◆ WHAT YOU NEED TO DO ◆
Using the timeline, answer these:
1. What was the writer's first text adventure game, and on which computer was it played?
2. In what year does the writer decide to switch majors from mathematics/physics to linguistics?
3. Who put the CCAT UBS3 up on FTP for the writer?

◆ SOURCE DOCUMENT ◆
★ ★ ★

A timeline of my adventures in linguistics, philology, humanities computing, and learning science
(a work in progress)
c.1980
- My dad borrows a “microcomputer” with 4K and teaches me BASIC (while learning it himself from a photocopy of a BASIC manual).
- I continue to learn programming by typing in source code listings from books like David Ahl’s BASIC Computer Games.
c.1983
- I play my first of many text adventure games, Bedlam, on a TRS-80 Color Computer, and become fascinated with how it “understands” English. I later read articles in computer magazines about “parsing” and “lexicons”.
1985
- One of my books in Year 6 is Ronald Ridout’s Word Perfect Spelling Book 8 which, amongst other things, teaches me the International Phonetic Alphabet.
- Knowing I’m a huge fan of The Hobbit, my aunt buys me Return of the King. Not having read the first two volumes of Lord of the Rings, I instead study the appendices, including Tengwar and learn more phonetics as a result.
1986
- In my first year of high school, I do a semester of Latin.
c.1990
- I start developing a conlang, SLP, with my best friend, Brett Meyers. We develop a phonetically-motivated writing system and related signing system. I start trying to learn more about phonology and grammar to help in the development of SLP.
1991
- I become a Christian.
- I start a mathematics and physics degree at the University of Western Australia.
- I become interested in Biblical Hebrew and New Testament Greek.
1992
- I develop an interest in analysing biblical texts and languages computationally and start learning about (and implementing) parsing algorithms.
- I decide to switch majors from mathematics/physics to linguistics.
- The University decides to give Internet access to undergraduate students who are interested.
- November: I get Internet access and discover mailing lists and FTP sites.
- November: I write my first post to nt-greek (predecessor of b-greek) asking about computational grammars of Koine Greek.
- November: I write my first post to LINGUIST list asking about a morphologically-tagged Hebrew Bible and computational grammars of Hebrew and Koine Greek. [the fact I didn’t ask for a morphologically-tagged GNT suggests I already had one, probably the Fribergs’, from an FTP site]
1993
- May: I write to nt-greek asking about morphological parsing and stem information. I mention that I have Fribergs’ which has parse information but not lemmatisation. Bob Kraft from UPenn responds, resulting in him putting up the CCAT UBS3 on FTP for me (with the Fribergs’ analysis converted to Packard’s format and lemmatisation from Packard’s analyser).

★ ★ ★

◆ EXCERPTED DATA ◆
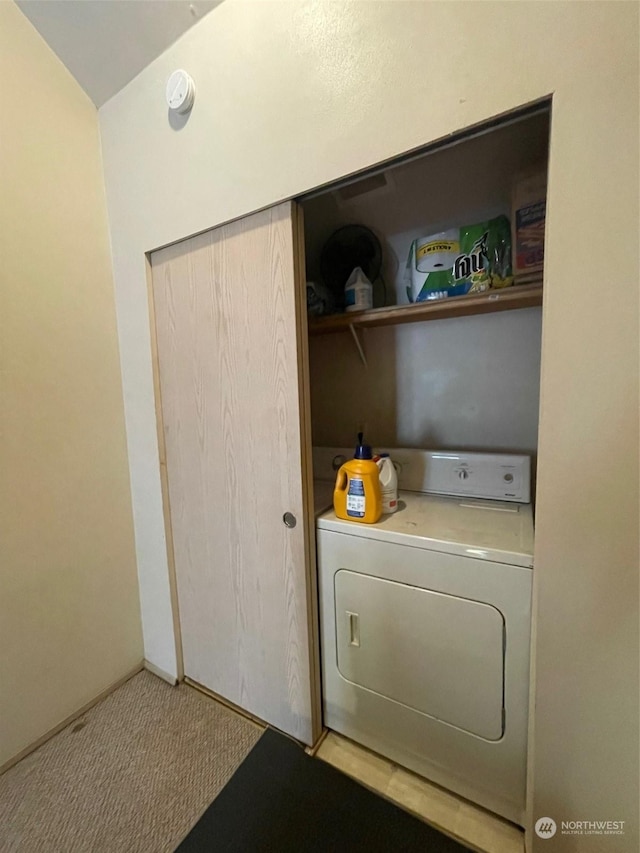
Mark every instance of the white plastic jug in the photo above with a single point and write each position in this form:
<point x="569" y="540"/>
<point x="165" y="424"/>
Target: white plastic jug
<point x="388" y="483"/>
<point x="358" y="292"/>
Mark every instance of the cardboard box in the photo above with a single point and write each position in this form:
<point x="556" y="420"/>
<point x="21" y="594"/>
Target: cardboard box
<point x="528" y="215"/>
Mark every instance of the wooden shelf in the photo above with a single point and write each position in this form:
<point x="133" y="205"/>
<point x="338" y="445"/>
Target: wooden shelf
<point x="517" y="296"/>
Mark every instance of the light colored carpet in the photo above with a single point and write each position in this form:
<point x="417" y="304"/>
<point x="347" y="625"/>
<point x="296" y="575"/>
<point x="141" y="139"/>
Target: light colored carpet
<point x="133" y="774"/>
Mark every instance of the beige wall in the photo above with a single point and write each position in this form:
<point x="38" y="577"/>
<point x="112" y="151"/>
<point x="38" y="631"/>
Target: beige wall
<point x="292" y="95"/>
<point x="69" y="609"/>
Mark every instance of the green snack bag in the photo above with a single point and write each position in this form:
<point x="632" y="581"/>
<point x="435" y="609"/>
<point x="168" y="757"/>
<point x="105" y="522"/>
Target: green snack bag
<point x="470" y="259"/>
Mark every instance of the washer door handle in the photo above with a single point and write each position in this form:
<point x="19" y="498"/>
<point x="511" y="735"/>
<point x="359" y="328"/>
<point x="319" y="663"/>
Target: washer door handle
<point x="354" y="628"/>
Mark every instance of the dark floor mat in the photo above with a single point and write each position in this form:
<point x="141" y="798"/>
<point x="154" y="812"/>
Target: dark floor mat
<point x="280" y="800"/>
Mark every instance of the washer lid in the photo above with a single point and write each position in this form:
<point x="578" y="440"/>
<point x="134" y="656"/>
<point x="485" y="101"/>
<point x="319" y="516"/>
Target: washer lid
<point x="497" y="531"/>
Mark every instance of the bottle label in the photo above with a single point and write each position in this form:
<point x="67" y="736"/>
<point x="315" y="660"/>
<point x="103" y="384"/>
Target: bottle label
<point x="355" y="498"/>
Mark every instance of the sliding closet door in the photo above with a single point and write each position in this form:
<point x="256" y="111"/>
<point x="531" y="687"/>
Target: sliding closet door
<point x="228" y="320"/>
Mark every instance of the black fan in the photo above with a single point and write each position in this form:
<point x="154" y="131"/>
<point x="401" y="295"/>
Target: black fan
<point x="349" y="247"/>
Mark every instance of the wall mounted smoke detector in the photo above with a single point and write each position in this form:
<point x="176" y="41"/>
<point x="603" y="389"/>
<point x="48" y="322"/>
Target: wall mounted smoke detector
<point x="181" y="92"/>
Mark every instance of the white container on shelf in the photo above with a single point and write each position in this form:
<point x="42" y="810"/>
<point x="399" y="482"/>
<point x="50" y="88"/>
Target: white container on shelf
<point x="388" y="483"/>
<point x="358" y="292"/>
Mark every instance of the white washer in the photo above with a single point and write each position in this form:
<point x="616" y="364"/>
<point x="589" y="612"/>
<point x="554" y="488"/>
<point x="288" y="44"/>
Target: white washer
<point x="425" y="620"/>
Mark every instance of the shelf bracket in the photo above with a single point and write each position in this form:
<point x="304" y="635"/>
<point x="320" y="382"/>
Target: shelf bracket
<point x="356" y="341"/>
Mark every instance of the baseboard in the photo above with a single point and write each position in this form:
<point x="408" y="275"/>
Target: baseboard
<point x="155" y="670"/>
<point x="260" y="724"/>
<point x="67" y="720"/>
<point x="311" y="750"/>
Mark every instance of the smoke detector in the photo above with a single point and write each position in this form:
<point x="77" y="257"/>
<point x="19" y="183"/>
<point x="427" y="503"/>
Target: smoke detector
<point x="181" y="92"/>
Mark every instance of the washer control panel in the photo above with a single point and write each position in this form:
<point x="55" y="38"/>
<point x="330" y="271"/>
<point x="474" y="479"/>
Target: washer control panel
<point x="494" y="476"/>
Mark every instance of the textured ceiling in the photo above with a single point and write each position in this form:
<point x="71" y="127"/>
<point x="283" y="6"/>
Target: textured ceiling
<point x="105" y="43"/>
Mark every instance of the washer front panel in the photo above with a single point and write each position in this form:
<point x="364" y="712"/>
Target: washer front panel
<point x="440" y="655"/>
<point x="487" y="771"/>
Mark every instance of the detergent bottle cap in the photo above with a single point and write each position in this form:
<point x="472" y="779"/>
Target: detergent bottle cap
<point x="362" y="451"/>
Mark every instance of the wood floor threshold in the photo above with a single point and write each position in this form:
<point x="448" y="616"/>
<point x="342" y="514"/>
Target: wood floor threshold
<point x="312" y="750"/>
<point x="67" y="720"/>
<point x="445" y="830"/>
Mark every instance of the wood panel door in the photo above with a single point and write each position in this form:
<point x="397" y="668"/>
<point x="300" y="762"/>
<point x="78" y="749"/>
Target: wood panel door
<point x="230" y="330"/>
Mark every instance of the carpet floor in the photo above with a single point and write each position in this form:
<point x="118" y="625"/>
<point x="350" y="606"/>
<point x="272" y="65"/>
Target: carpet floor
<point x="133" y="774"/>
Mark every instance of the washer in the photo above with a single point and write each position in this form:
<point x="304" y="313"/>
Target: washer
<point x="425" y="623"/>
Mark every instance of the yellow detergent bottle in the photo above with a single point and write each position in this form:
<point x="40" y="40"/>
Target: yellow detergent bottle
<point x="357" y="495"/>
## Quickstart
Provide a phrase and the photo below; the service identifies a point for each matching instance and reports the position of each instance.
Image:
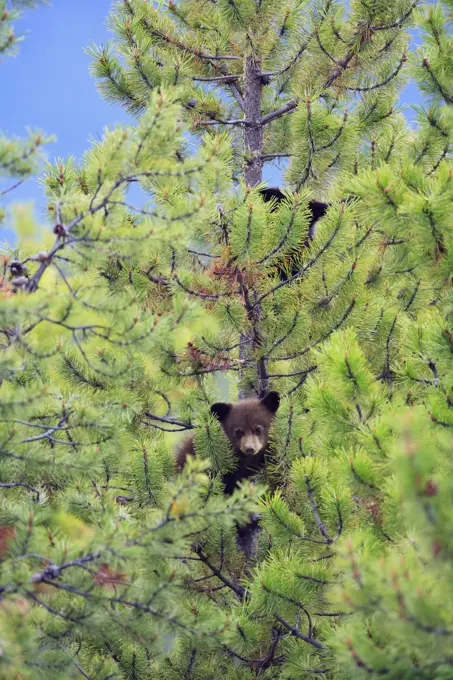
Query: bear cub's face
(246, 423)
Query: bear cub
(246, 424)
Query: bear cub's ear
(271, 401)
(220, 410)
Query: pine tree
(112, 565)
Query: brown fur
(246, 424)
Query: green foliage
(118, 328)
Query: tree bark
(253, 147)
(254, 129)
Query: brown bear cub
(246, 424)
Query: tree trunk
(253, 148)
(254, 130)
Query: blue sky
(48, 86)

★ ★ ★

◆ SOLUTION FOR THIS TASK ◆
1. Bedlam, on a TRS-80 Color Computer.
2. 1992.
3. Bob Kraft from UPenn.